[Task objective] Filter the listing below, copying out every line that contains the string "scarf". The match is case-sensitive.

[BEGIN Data provided]

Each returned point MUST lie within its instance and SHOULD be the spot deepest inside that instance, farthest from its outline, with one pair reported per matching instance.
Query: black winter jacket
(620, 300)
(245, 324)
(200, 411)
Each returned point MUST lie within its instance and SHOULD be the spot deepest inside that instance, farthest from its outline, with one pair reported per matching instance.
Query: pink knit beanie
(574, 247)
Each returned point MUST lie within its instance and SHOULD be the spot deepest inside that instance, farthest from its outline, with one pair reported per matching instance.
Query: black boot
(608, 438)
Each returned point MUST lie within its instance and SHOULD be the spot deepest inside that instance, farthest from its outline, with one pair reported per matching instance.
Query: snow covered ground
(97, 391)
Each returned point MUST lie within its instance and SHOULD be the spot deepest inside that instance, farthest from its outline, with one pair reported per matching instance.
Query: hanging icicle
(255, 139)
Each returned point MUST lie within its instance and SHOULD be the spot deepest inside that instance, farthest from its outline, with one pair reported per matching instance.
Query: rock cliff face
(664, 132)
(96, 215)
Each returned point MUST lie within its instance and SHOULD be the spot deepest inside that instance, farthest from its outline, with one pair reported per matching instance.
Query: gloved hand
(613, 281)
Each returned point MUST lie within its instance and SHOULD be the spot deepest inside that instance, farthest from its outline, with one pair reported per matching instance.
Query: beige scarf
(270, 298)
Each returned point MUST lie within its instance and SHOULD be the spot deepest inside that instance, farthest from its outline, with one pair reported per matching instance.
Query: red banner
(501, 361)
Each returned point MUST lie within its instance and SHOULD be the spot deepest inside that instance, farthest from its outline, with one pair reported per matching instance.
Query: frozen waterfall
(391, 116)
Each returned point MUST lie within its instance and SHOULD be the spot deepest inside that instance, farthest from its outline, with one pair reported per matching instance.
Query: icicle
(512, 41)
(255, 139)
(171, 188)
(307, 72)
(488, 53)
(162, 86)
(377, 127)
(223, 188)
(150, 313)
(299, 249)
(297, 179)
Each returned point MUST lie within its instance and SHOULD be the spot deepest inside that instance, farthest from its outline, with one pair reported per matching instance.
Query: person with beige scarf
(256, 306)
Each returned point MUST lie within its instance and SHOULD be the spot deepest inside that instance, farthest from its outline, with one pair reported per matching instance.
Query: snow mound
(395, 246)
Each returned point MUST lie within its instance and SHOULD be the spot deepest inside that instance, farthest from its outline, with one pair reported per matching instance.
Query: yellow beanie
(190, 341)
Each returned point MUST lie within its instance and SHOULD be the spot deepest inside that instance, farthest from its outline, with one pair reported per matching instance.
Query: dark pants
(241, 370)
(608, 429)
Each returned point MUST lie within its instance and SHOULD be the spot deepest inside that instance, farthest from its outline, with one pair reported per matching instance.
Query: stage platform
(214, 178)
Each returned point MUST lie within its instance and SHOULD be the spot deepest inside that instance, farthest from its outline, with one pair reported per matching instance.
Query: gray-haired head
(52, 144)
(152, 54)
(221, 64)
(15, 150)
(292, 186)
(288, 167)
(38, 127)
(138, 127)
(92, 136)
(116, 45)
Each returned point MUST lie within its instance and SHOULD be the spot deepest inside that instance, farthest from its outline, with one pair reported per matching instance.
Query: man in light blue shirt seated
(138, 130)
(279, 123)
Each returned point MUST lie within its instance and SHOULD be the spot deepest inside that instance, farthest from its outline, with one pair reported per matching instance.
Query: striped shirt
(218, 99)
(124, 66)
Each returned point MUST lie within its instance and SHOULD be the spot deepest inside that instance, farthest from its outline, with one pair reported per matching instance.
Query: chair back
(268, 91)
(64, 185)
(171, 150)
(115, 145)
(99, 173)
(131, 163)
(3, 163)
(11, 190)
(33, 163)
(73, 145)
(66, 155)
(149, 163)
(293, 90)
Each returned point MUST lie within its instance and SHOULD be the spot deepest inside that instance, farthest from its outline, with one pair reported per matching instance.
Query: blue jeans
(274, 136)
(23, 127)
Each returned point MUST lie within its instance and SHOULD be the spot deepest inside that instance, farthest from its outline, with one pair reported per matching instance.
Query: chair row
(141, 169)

[END Data provided]

[Answer to the problem]
Query: beige scarf
Query: person with beige scarf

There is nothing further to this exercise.